Data for processing>

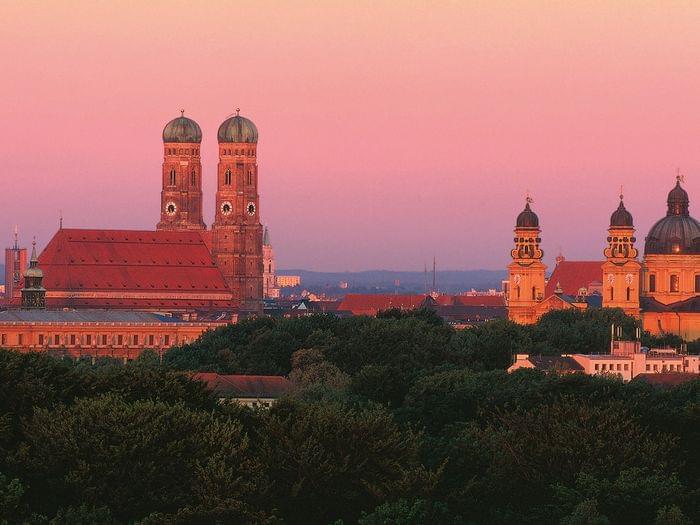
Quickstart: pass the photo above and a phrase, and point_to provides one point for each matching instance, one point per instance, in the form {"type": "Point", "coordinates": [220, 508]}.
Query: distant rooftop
{"type": "Point", "coordinates": [85, 316]}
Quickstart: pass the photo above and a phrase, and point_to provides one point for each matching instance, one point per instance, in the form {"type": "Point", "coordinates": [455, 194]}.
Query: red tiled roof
{"type": "Point", "coordinates": [574, 275]}
{"type": "Point", "coordinates": [132, 269]}
{"type": "Point", "coordinates": [245, 386]}
{"type": "Point", "coordinates": [667, 379]}
{"type": "Point", "coordinates": [361, 304]}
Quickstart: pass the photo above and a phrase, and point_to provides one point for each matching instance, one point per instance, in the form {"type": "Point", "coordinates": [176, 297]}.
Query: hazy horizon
{"type": "Point", "coordinates": [389, 132]}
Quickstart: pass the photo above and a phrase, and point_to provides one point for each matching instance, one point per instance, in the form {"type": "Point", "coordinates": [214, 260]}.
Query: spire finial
{"type": "Point", "coordinates": [528, 197]}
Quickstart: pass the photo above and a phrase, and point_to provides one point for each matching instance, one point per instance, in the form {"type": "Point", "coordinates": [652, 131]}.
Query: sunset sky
{"type": "Point", "coordinates": [389, 131]}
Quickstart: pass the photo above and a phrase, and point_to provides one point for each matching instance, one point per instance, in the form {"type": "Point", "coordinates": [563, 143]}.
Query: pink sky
{"type": "Point", "coordinates": [389, 131]}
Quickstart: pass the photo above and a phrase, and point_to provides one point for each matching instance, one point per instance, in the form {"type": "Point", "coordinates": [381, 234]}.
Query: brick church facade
{"type": "Point", "coordinates": [181, 266]}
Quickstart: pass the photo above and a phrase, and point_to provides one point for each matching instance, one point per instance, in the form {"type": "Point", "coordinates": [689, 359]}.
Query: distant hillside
{"type": "Point", "coordinates": [383, 280]}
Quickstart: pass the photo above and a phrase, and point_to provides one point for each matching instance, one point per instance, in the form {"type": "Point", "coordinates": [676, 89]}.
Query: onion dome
{"type": "Point", "coordinates": [182, 129]}
{"type": "Point", "coordinates": [527, 218]}
{"type": "Point", "coordinates": [621, 218]}
{"type": "Point", "coordinates": [678, 200]}
{"type": "Point", "coordinates": [678, 233]}
{"type": "Point", "coordinates": [237, 129]}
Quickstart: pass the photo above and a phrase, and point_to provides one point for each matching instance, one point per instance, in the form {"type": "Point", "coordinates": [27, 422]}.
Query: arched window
{"type": "Point", "coordinates": [674, 284]}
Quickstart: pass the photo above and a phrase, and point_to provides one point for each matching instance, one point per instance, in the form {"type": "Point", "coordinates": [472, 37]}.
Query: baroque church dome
{"type": "Point", "coordinates": [237, 129]}
{"type": "Point", "coordinates": [527, 218]}
{"type": "Point", "coordinates": [678, 233]}
{"type": "Point", "coordinates": [182, 129]}
{"type": "Point", "coordinates": [621, 218]}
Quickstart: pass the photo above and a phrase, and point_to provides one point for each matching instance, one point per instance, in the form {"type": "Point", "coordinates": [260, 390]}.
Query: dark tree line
{"type": "Point", "coordinates": [393, 420]}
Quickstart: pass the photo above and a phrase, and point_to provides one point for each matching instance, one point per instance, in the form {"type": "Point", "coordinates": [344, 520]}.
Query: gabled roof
{"type": "Point", "coordinates": [132, 269]}
{"type": "Point", "coordinates": [574, 275]}
{"type": "Point", "coordinates": [360, 304]}
{"type": "Point", "coordinates": [470, 313]}
{"type": "Point", "coordinates": [555, 363]}
{"type": "Point", "coordinates": [245, 386]}
{"type": "Point", "coordinates": [691, 305]}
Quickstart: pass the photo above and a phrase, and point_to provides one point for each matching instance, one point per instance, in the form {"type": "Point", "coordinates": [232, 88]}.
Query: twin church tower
{"type": "Point", "coordinates": [662, 289]}
{"type": "Point", "coordinates": [236, 235]}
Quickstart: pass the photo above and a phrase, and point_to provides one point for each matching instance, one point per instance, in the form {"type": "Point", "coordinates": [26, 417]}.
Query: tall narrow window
{"type": "Point", "coordinates": [674, 284]}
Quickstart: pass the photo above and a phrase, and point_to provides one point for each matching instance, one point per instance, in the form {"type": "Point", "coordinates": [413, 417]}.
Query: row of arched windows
{"type": "Point", "coordinates": [173, 178]}
{"type": "Point", "coordinates": [227, 177]}
{"type": "Point", "coordinates": [182, 151]}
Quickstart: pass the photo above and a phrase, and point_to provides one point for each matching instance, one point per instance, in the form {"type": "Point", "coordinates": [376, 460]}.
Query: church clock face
{"type": "Point", "coordinates": [226, 208]}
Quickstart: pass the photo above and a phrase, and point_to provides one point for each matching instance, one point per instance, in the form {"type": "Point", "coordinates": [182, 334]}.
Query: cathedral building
{"type": "Point", "coordinates": [15, 265]}
{"type": "Point", "coordinates": [662, 290]}
{"type": "Point", "coordinates": [181, 266]}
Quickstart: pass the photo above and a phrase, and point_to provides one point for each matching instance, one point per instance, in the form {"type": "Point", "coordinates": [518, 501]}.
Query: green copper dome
{"type": "Point", "coordinates": [182, 129]}
{"type": "Point", "coordinates": [678, 233]}
{"type": "Point", "coordinates": [237, 129]}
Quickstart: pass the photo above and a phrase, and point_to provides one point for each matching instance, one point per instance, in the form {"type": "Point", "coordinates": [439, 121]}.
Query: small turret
{"type": "Point", "coordinates": [33, 292]}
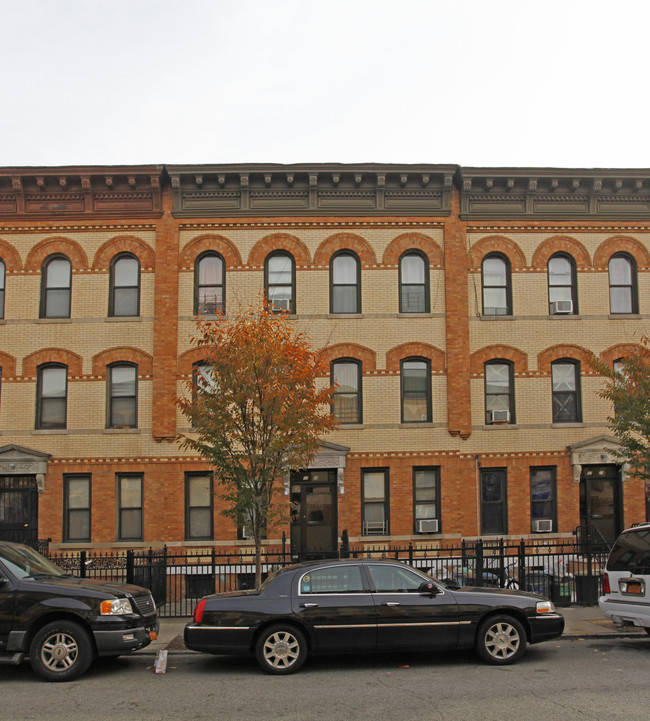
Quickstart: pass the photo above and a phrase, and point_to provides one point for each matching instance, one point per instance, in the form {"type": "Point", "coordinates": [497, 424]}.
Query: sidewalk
{"type": "Point", "coordinates": [581, 622]}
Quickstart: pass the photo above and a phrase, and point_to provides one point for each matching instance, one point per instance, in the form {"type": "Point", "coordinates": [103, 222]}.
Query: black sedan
{"type": "Point", "coordinates": [366, 606]}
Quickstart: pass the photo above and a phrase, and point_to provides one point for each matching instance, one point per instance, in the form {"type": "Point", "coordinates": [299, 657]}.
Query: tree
{"type": "Point", "coordinates": [256, 412]}
{"type": "Point", "coordinates": [627, 386]}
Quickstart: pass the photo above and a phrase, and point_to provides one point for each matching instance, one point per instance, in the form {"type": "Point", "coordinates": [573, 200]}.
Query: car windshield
{"type": "Point", "coordinates": [24, 562]}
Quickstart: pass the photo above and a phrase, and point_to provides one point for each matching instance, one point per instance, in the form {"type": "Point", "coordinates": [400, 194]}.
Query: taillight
{"type": "Point", "coordinates": [198, 611]}
{"type": "Point", "coordinates": [606, 586]}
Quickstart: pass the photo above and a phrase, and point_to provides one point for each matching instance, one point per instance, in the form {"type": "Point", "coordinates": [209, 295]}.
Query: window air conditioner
{"type": "Point", "coordinates": [428, 525]}
{"type": "Point", "coordinates": [543, 525]}
{"type": "Point", "coordinates": [499, 416]}
{"type": "Point", "coordinates": [561, 306]}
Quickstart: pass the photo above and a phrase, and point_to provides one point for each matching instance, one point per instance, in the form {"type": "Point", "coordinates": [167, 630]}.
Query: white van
{"type": "Point", "coordinates": [626, 583]}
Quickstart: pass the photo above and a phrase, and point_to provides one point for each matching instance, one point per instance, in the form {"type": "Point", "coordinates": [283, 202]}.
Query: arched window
{"type": "Point", "coordinates": [346, 401]}
{"type": "Point", "coordinates": [51, 396]}
{"type": "Point", "coordinates": [124, 283]}
{"type": "Point", "coordinates": [280, 281]}
{"type": "Point", "coordinates": [562, 295]}
{"type": "Point", "coordinates": [623, 296]}
{"type": "Point", "coordinates": [209, 284]}
{"type": "Point", "coordinates": [56, 278]}
{"type": "Point", "coordinates": [122, 411]}
{"type": "Point", "coordinates": [499, 392]}
{"type": "Point", "coordinates": [416, 390]}
{"type": "Point", "coordinates": [565, 375]}
{"type": "Point", "coordinates": [413, 283]}
{"type": "Point", "coordinates": [497, 291]}
{"type": "Point", "coordinates": [345, 281]}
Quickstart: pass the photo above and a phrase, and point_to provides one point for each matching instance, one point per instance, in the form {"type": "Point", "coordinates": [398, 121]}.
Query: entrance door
{"type": "Point", "coordinates": [313, 515]}
{"type": "Point", "coordinates": [600, 501]}
{"type": "Point", "coordinates": [19, 509]}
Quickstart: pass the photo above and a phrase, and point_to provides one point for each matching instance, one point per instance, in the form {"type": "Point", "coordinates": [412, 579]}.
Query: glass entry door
{"type": "Point", "coordinates": [313, 515]}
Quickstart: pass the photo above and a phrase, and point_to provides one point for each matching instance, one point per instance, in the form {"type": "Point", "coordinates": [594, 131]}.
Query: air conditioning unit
{"type": "Point", "coordinates": [499, 416]}
{"type": "Point", "coordinates": [428, 525]}
{"type": "Point", "coordinates": [559, 307]}
{"type": "Point", "coordinates": [542, 525]}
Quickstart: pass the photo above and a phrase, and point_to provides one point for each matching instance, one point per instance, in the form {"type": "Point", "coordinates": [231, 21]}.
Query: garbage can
{"type": "Point", "coordinates": [561, 588]}
{"type": "Point", "coordinates": [587, 590]}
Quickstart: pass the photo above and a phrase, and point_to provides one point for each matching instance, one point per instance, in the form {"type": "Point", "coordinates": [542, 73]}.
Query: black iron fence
{"type": "Point", "coordinates": [567, 572]}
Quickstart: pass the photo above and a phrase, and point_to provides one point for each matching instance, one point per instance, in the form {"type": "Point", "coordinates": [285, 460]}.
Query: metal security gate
{"type": "Point", "coordinates": [19, 509]}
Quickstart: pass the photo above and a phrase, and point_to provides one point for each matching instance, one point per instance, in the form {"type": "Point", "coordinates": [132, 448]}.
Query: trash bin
{"type": "Point", "coordinates": [561, 588]}
{"type": "Point", "coordinates": [587, 590]}
{"type": "Point", "coordinates": [538, 582]}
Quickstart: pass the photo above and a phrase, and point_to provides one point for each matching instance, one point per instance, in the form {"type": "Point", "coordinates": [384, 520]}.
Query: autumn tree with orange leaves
{"type": "Point", "coordinates": [255, 411]}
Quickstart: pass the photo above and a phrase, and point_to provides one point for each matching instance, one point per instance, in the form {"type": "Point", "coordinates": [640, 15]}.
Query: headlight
{"type": "Point", "coordinates": [545, 607]}
{"type": "Point", "coordinates": [116, 607]}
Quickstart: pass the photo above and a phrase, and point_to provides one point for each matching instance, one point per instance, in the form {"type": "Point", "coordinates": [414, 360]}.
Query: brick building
{"type": "Point", "coordinates": [458, 307]}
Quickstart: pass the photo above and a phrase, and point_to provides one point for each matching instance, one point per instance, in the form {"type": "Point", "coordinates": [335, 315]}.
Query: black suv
{"type": "Point", "coordinates": [62, 623]}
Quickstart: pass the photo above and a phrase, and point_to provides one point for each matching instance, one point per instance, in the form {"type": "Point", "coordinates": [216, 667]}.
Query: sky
{"type": "Point", "coordinates": [504, 83]}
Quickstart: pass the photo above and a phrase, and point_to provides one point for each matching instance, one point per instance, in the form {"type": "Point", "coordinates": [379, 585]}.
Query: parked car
{"type": "Point", "coordinates": [626, 592]}
{"type": "Point", "coordinates": [62, 623]}
{"type": "Point", "coordinates": [367, 606]}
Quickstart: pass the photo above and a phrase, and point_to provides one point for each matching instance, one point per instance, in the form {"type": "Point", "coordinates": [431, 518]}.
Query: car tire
{"type": "Point", "coordinates": [501, 640]}
{"type": "Point", "coordinates": [61, 651]}
{"type": "Point", "coordinates": [281, 649]}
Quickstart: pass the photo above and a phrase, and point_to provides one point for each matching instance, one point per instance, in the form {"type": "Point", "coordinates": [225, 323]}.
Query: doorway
{"type": "Point", "coordinates": [314, 518]}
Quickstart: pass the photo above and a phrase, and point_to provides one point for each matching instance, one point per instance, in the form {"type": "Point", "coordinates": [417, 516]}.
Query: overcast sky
{"type": "Point", "coordinates": [474, 82]}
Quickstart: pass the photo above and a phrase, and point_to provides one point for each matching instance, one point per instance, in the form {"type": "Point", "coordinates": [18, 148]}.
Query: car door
{"type": "Point", "coordinates": [335, 603]}
{"type": "Point", "coordinates": [408, 618]}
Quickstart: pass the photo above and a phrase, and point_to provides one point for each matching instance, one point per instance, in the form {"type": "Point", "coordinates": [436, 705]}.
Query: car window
{"type": "Point", "coordinates": [340, 579]}
{"type": "Point", "coordinates": [394, 579]}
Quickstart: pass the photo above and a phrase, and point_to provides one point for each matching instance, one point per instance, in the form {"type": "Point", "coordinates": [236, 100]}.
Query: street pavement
{"type": "Point", "coordinates": [580, 622]}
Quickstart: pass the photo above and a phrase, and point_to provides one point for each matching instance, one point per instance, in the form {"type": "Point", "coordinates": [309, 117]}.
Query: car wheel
{"type": "Point", "coordinates": [501, 640]}
{"type": "Point", "coordinates": [61, 651]}
{"type": "Point", "coordinates": [281, 649]}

Written instruction>
Please list each line in the data above that contains the word "brick".

Exercise response>
Query: brick church facade
Query: brick building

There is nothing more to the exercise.